Task set:
1. List the performance criteria that the Nikon 1 V1 review excerpt says it will discuss.
2. Reproduce the Nikon 1 V1 review excerpt word for word from "- Ergonomics and" to "for missing shots.".

Passage shown:
>> Begin

I’m guessing that most of you have skipped right to this section, so I’ll discuss the performance of the Nikon 1 V1 across several criteria:
- Autofocus Performance and Frame Rate
- Mechanical vs. Electronic Shutter
- Image Quality (including ISO and Auto WB)
- Ergonomics and handling
Autofocus Performance and Shooting Speed
For me, one of the biggest gripes I have with any point and shoot camera is that they are slow. Nikon’s Coolpix line are notoriously slow. They don’t focus quickly, especially in low light, and they capture images after a dreaded “shutter lag” unless you’ve got focus perfectly locked. In other words, using a traditional point and shoot camera is a perfect recipe for missing shots.
Autofocus and shooting performance on the V1 are absolutely stellar. Make no bones about it; I use a Nikon D3s and when it comes to getting sharp shots of moving subjects, the V1 absolutely holds its own. Focus is fast, even in dim light, and the built-in illuminator helps when needed. There is essentially no shutter lag with this camera, either! Moreover, I can set the camera to continuous frame advance and fire off a continuous burst of NEFs for as long as I want to hold down the shutter release! The V1 has a generous buffer, which when coupled with a fast (30 MB/s Class 10) SD memory card, is hard to fill.

>> End

Records supplied:
>> Begin

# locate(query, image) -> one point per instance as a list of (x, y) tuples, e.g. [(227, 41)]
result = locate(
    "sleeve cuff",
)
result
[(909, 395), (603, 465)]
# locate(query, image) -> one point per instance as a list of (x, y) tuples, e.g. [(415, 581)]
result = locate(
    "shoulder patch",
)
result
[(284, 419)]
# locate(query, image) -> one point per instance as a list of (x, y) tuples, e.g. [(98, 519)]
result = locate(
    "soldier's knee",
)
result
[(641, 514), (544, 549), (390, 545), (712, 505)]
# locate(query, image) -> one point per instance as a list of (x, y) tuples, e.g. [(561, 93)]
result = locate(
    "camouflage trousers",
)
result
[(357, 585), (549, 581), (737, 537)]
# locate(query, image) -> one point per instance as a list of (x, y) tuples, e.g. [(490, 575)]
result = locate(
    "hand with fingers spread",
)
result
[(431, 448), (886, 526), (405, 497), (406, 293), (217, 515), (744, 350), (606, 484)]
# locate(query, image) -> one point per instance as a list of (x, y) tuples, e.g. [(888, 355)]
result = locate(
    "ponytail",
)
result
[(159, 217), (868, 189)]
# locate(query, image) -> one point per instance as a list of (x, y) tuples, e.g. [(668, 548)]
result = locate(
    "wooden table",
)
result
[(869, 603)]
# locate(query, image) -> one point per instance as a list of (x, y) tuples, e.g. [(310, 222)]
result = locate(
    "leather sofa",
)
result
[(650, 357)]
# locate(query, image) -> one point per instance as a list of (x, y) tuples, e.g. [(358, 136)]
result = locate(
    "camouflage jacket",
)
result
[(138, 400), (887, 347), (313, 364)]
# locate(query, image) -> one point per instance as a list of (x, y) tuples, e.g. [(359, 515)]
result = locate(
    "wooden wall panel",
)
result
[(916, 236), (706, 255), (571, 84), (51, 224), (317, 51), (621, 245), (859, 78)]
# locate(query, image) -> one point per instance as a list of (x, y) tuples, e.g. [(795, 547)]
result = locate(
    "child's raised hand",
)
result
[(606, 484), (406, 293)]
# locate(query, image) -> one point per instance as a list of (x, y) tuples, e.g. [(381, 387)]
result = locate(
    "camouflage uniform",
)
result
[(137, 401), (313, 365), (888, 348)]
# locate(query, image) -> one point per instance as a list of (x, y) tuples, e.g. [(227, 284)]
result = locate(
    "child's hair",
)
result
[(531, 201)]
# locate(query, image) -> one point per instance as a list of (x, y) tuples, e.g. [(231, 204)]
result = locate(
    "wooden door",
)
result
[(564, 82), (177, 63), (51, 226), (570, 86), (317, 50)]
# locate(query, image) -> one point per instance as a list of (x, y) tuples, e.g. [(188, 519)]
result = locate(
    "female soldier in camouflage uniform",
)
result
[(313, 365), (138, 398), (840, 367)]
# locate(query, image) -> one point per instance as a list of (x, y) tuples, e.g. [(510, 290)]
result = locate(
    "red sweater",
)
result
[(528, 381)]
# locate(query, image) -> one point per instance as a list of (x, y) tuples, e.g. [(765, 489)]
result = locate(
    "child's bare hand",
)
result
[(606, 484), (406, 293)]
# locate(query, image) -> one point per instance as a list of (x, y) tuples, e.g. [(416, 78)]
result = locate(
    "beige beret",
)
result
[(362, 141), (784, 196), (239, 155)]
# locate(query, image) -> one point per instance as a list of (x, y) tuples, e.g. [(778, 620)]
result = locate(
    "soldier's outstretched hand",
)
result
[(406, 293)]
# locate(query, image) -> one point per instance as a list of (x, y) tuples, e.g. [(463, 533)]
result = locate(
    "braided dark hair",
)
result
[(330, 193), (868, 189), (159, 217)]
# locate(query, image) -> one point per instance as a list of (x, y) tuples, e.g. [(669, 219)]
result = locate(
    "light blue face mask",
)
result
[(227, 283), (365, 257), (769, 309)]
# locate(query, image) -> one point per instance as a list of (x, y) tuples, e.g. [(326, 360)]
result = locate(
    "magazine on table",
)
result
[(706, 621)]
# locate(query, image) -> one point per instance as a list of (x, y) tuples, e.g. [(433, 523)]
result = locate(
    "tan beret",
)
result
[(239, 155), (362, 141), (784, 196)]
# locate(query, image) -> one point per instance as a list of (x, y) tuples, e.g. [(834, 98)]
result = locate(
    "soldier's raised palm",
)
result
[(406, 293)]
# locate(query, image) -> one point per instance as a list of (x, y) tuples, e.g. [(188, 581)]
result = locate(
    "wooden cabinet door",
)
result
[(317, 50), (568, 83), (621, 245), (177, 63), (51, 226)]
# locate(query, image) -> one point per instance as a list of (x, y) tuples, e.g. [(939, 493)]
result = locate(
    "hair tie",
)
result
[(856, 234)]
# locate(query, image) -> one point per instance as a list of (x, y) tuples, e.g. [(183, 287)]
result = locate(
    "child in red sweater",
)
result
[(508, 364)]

>> End

Answers to the exercises:
1.
- Autofocus Performance and Frame Rate
- Mechanical vs. Electronic Shutter
- Image Quality (including ISO and Auto WB)
- Ergonomics and handling

2.
- Ergonomics and handling
Autofocus Performance and Shooting Speed
For me, one of the biggest gripes I have with any point and shoot camera is that they are slow. Nikon’s Coolpix line are notoriously slow. They don’t focus quickly, especially in low light, and they capture images after a dreaded “shutter lag” unless you’ve got focus perfectly locked. In other words, using a traditional point and shoot camera is a perfect recipe for missing shots.